In [1]:
import pandas as pd
from datetime import datetime, timedelta
from datetime import datetime, timedelta
from clob_client import PolymarketClient,timestamp_to_datetime
from concurrent.futures import ThreadPoolExecutor, as_completed
from functools import lru_cache


In [2]:

# PolymarketClient 초기화
client = PolymarketClient()

# 캐싱을 위한 함수 정의
@lru_cache(maxsize=100)
def get_price_history(condition_id, outcome):
    resp = client.get_price(condition_id, outcome)
    return resp['history']

def get_price_at_date_cached(condition_id, outcome, target_date_str):
    price_history = get_price_history(condition_id, outcome)
    target_date = datetime.strptime(target_date_str, '%Y-%m-%dT%H:%M:%SZ')
    target_ts = int(target_date.timestamp())
    
    closest_price = None
    min_time_diff = float('inf')
    for price_point in price_history:
        time_diff = abs(price_point['t'] - target_ts)
        if time_diff < min_time_diff:
            min_time_diff = time_diff
            closest_price = price_point['p']
    return closest_price

# 병렬 처리를 위한 함수
def fetch_price_change(condition_id, date_str, offset):
    target_date = datetime.strptime(date_str, '%Y-%m-%d')
    future_date = target_date + timedelta(days=offset)

##########

과제 내용:
다음 세 진술이 위 코드와 일치하는지 각각 예 또는 아니요로 답하고, 판단의 근거가 되는 코드 부분을 그대로 인용하세요. 1. get_price_history 함수의 캐시 최대 크기는 100으로 지정되어 있다. 2. fetch_price_change 함수는 날짜 문자열을 '%Y-%m-%dT%H:%M:%SZ' 형식으로 해석한다. 3. PolymarketClient는 clob_client 모듈에서 가져온다.

목록 발췌:
##########

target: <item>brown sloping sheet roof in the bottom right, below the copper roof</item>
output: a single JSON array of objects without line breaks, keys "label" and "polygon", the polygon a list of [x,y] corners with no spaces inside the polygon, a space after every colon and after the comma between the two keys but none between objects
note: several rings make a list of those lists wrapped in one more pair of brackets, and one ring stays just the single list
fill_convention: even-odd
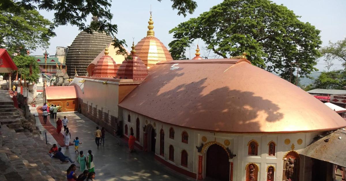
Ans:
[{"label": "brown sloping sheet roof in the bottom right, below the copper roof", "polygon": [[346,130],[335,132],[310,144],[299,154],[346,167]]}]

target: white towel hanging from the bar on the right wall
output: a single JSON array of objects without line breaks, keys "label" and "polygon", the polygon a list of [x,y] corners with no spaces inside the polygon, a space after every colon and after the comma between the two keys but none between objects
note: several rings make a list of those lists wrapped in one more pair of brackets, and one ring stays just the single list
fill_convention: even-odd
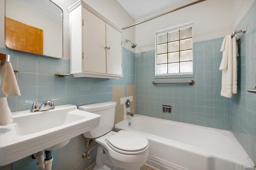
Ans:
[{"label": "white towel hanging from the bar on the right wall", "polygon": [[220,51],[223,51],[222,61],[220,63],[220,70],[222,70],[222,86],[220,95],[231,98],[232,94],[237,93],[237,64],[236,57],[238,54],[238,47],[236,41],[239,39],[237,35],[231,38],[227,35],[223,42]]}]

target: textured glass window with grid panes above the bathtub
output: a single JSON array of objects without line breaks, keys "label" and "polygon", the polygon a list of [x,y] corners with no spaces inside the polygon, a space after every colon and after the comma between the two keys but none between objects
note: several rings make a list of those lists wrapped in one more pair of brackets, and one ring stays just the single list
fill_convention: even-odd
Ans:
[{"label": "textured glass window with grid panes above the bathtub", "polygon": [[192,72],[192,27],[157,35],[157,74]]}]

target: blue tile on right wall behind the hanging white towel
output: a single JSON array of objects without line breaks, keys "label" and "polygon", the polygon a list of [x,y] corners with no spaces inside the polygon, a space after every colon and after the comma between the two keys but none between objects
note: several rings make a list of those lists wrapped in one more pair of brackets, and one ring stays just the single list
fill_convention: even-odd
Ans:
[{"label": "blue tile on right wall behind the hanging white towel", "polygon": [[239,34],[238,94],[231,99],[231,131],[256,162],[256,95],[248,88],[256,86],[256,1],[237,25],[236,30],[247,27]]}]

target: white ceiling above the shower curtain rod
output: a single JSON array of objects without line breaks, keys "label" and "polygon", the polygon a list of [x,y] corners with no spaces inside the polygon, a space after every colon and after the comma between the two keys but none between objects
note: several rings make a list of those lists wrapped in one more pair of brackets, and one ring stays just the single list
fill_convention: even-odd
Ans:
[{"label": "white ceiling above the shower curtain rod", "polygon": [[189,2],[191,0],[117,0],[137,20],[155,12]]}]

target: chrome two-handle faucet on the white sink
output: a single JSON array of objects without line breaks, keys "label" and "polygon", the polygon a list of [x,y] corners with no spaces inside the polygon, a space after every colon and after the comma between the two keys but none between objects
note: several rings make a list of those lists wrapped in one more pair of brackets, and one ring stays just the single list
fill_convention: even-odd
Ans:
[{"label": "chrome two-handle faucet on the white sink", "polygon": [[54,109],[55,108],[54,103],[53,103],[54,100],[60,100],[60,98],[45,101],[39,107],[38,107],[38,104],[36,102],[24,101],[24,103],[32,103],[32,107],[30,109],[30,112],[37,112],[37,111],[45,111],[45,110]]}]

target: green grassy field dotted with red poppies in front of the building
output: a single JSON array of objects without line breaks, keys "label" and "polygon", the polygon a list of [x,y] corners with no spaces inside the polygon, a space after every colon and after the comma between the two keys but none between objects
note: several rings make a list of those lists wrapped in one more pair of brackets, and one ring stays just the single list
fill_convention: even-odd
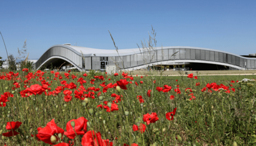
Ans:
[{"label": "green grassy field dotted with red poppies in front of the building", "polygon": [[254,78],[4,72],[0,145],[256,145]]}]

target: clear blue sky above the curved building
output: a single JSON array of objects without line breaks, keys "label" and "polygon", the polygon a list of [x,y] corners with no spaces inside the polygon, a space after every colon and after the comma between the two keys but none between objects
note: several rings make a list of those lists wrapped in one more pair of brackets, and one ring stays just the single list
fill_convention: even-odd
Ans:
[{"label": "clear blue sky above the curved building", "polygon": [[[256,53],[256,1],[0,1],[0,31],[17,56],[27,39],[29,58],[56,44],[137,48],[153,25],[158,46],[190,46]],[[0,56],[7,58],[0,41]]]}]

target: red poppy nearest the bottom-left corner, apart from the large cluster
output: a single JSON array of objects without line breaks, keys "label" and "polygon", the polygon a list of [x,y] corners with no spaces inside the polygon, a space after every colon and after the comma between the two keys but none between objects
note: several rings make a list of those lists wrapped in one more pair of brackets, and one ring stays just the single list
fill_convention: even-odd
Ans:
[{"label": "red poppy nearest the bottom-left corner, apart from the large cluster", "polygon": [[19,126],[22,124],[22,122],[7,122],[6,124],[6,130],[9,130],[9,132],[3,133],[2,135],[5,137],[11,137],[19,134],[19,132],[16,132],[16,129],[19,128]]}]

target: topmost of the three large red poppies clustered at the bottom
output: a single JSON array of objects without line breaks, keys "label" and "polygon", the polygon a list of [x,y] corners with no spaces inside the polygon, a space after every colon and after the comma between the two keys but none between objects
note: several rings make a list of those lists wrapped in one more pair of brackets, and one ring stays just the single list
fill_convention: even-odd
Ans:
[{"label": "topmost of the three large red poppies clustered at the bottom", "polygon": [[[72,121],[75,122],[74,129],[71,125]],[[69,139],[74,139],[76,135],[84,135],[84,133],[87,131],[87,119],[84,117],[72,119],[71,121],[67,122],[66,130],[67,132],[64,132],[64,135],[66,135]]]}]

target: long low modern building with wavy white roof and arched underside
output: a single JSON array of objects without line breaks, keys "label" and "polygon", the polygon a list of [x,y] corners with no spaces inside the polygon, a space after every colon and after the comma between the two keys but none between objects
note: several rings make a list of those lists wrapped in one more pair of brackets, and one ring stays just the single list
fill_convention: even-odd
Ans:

##########

문제 정답:
1. 예, "@lru_cache(maxsize=100)"
2. 아니요, "target_date = datetime.strptime(date_str, '%Y-%m-%d')"
3. 예, "from clob_client import PolymarketClient,timestamp_to_datetime"